Document section Start Marker

(Baltimore, MD) – Today, the Maryland House of Delegates and the Maryland Senate officially passed the Senate Bill 686, also known as the Child Victims Act of 2023. The bill is now headed to Governor Wes Moore’s office for signing into law. Governor Moore also has publicly expressed his support for the bill, telling The Baltimore Sun that he looks forward to signing the bill into law. If passed into law, the civil statute of limitations for child sexual abuse lawsuits would be lifted and survivors could file lawsuits regardless of when the abuse occurred.
“Until there is real consequence for cover-up, they will continue unabated,” said attorney Jeff Anderson. “We demand the Archbishop release the undisclosed names of offenders and the identities of the officials who concealed the crimes. It’s time to come clean.”
The House and Senate’s approval of the bill follows the recent release of Maryland Attorney General’s report on clergy sexual abuse within the Archdiocese of Baltimore. The 463-page report revealed over 150 clergy associated with the Archdiocese of Baltimore sexually abused over 600 children.
The bill also puts a cap on liability for public entities at $890,000. It would increase the liability limit to $1.5 million for claims against private institutions for non-economic damages (such as pain and suffering). Additionally, it removes the limit for economic damages for costs of services such as seeing a therapist or medical treatment. Under Maryland’s current law, there is no statute of limitations on criminal charges of child sex abuse but, since 2017, survivors of child sex abuse have been barred from bringing civil lawsuits if they are older than 38.
“It’s time for the law to protect kids instead of offenders and those that enable them,” said Anderson.

Document section End Marker
Data extracts Start Marker

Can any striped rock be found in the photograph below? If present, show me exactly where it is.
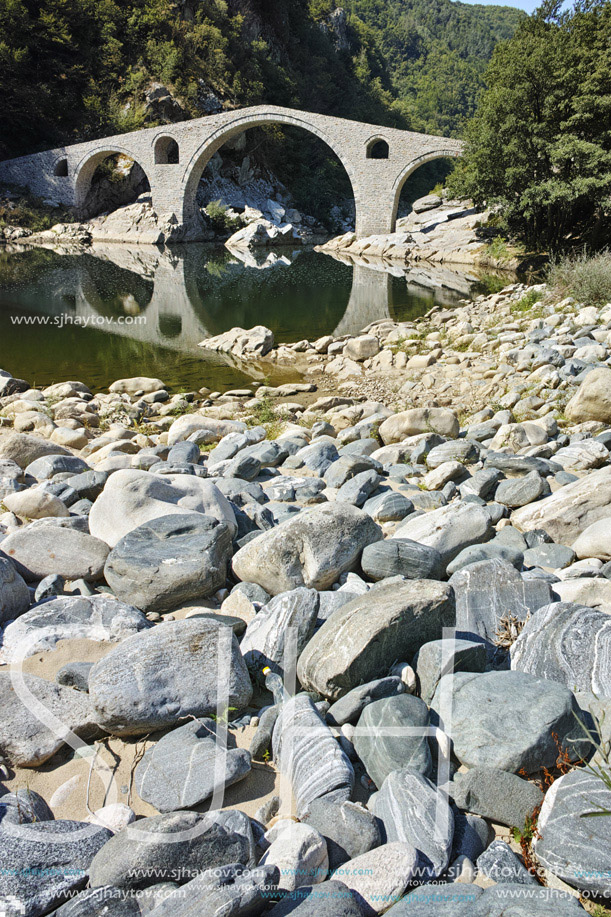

Data extracts End Marker
Data extracts Start Marker

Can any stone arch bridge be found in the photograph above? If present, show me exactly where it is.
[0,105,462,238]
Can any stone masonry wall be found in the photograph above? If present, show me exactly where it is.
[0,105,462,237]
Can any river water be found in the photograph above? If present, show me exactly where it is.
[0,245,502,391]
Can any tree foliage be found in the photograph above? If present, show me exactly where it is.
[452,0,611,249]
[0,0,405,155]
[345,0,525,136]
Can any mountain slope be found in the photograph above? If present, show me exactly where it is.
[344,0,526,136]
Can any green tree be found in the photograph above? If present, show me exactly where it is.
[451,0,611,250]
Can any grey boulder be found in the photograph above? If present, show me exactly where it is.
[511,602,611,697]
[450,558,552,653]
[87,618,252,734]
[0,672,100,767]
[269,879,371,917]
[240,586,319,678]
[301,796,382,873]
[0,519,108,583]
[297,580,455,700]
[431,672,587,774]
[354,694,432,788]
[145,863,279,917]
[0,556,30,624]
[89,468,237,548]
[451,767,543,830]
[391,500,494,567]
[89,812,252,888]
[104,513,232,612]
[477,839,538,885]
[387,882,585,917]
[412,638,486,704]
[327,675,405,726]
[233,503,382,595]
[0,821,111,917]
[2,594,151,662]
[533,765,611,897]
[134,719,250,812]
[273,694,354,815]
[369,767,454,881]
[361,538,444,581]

Data extracts End Marker
Data extracts Start Marker

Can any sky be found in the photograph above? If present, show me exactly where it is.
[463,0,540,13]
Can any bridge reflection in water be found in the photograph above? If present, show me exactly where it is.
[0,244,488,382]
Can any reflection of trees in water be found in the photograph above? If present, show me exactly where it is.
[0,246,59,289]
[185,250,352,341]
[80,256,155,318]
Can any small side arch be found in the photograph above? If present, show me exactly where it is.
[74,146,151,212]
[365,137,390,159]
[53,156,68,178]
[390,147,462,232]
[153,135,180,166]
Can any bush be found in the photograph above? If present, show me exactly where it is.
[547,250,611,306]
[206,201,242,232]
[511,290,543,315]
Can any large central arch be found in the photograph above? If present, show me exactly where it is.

Data extracts End Marker

• Aim of the task:
Transcribe the part of the article above on Maryland's Child Victims Act, starting at "The House and" and ending at "older than 38.".

• Solution:
The House and Senate’s approval of the bill follows the recent release of Maryland Attorney General’s report on clergy sexual abuse within the Archdiocese of Baltimore. The 463-page report revealed over 150 clergy associated with the Archdiocese of Baltimore sexually abused over 600 children.
The bill also puts a cap on liability for public entities at $890,000. It would increase the liability limit to $1.5 million for claims against private institutions for non-economic damages (such as pain and suffering). Additionally, it removes the limit for economic damages for costs of services such as seeing a therapist or medical treatment. Under Maryland’s current law, there is no statute of limitations on criminal charges of child sex abuse but, since 2017, survivors of child sex abuse have been barred from bringing civil lawsuits if they are older than 38.